Items contained in a dataset
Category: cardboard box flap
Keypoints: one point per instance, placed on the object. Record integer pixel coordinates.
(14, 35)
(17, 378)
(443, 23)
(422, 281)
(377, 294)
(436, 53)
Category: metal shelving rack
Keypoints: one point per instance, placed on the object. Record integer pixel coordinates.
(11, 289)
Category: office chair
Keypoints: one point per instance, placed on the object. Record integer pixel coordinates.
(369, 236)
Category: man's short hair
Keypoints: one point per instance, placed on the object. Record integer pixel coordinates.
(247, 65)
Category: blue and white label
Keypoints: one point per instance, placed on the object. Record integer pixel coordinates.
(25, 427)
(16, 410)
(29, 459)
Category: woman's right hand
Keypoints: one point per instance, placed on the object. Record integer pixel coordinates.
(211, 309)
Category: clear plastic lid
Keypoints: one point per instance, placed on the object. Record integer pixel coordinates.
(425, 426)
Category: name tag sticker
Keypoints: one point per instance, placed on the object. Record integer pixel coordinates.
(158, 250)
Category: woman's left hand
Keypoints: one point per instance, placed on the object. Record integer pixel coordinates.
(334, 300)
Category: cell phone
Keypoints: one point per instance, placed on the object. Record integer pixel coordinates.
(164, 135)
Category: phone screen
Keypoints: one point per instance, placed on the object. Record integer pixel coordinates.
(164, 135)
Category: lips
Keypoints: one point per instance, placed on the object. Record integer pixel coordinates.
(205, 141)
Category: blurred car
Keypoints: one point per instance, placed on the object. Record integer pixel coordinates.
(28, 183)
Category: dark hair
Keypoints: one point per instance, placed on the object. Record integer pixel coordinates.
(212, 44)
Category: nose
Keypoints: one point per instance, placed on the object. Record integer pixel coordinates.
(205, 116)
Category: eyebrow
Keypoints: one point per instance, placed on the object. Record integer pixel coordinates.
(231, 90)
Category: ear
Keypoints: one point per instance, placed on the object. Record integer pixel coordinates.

- TASK REQUIREMENTS -
Turn every line of the items above into a Markdown table with two columns, "Row" and "Line text." Number each row and leave out blank lines.

- SOLUTION BELOW -
| Row | Line text |
|---|---|
| 1 | Category: cardboard box flap |
| 2 | Keypoints: one point per instance, placed on the object. Record integer pixel coordinates. |
| 3 | (14, 35) |
| 4 | (17, 378) |
| 5 | (443, 23) |
| 6 | (422, 281) |
| 7 | (377, 294) |
| 8 | (436, 53) |
| 9 | Category: metal shelving rack |
| 10 | Keypoints: one point per instance, placed on the object. Record integer pixel coordinates. |
| 11 | (11, 289) |
| 12 | Category: office chair |
| 13 | Keypoints: one point per instance, placed on the object. Record integer pixel coordinates. |
| 14 | (369, 236) |
| 15 | Category: man's short hair |
| 16 | Keypoints: one point per instance, placed on the object. Record integer pixel coordinates. |
| 17 | (247, 65) |
| 18 | Category: blue and white label |
| 19 | Keypoints: one point per instance, placed on the object. Record integer pixel coordinates. |
| 20 | (25, 427) |
| 21 | (16, 410) |
| 22 | (29, 459) |
| 23 | Category: woman's right hand |
| 24 | Keypoints: one point per instance, placed on the object. Record integer pixel coordinates. |
| 25 | (211, 309) |
| 26 | Category: clear plastic lid |
| 27 | Keypoints: one point per instance, placed on the object. Record integer pixel coordinates. |
| 28 | (425, 426) |
| 29 | Category: name tag sticker |
| 30 | Keypoints: one point per instance, placed on the object. Record integer pixel coordinates. |
| 31 | (158, 250) |
| 32 | Category: woman's left hand |
| 33 | Keypoints: one point per instance, placed on the object. Record integer pixel coordinates. |
| 34 | (334, 300) |
| 35 | Category: cell phone |
| 36 | Keypoints: one point per instance, placed on the object. Record integer pixel coordinates. |
| 37 | (164, 135) |
| 38 | Category: phone screen |
| 39 | Keypoints: one point per instance, placed on the object. Record integer pixel coordinates. |
| 40 | (164, 135) |
| 41 | Category: lips |
| 42 | Keypoints: one point per instance, placed on the object. Record integer pixel coordinates. |
| 43 | (205, 141) |
| 44 | Category: blurred car |
| 45 | Keypoints: one point per instance, placed on the object. Record integer pixel coordinates. |
| 46 | (28, 183) |
| 47 | Category: dark hair |
| 48 | Keypoints: one point per instance, placed on the object. Record integer pixel coordinates. |
| 49 | (212, 44) |
| 50 | Category: nose |
| 51 | Keypoints: one point per instance, placed on the object. Record integer pixel coordinates. |
| 52 | (205, 116) |
| 53 | Category: eyebrow |
| 54 | Keypoints: one point per instance, placed on the object. Record integer pixel coordinates. |
| 55 | (231, 90) |
| 56 | Category: ear |
| 57 | Keypoints: one point per instance, placed on the object. Record integer pixel coordinates. |